Gather every line below where "single" appears.

Data supplied START

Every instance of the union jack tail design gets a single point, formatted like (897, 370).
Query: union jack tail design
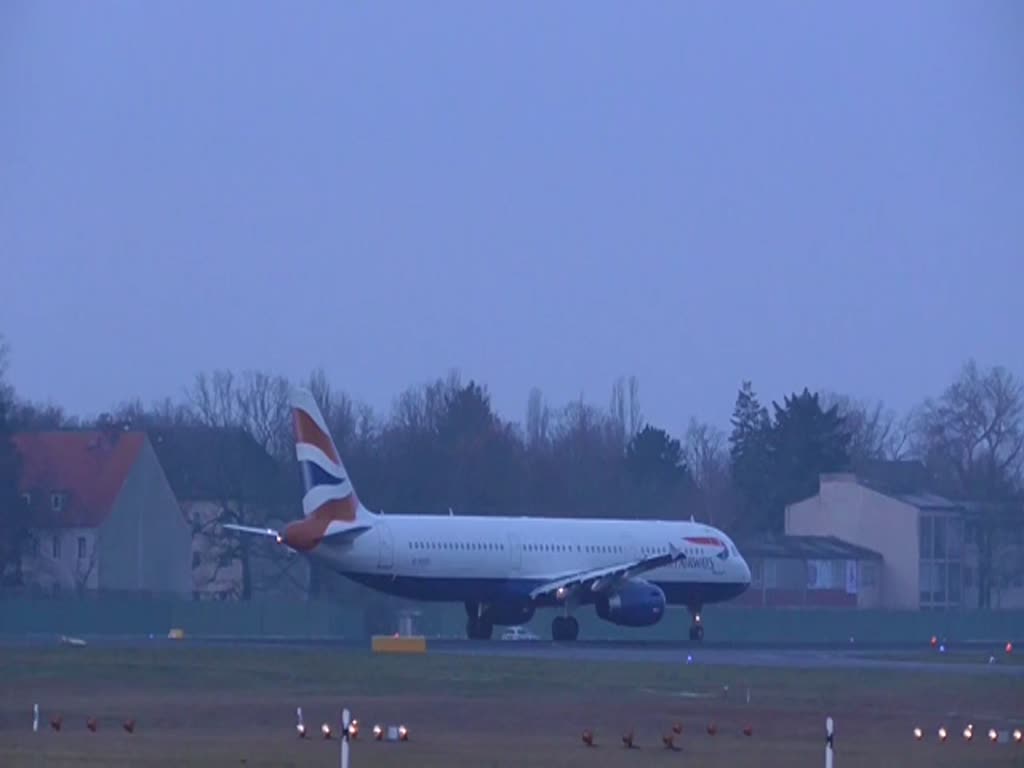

Data supplied END
Data supplied START

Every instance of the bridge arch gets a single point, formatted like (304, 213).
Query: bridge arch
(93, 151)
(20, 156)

Data supplied END

§ **Output below**:
Every instance of the union jack tail design gets a single point, formatted like (897, 370).
Every instance of the bridge arch gets a single point, formatted like (304, 213).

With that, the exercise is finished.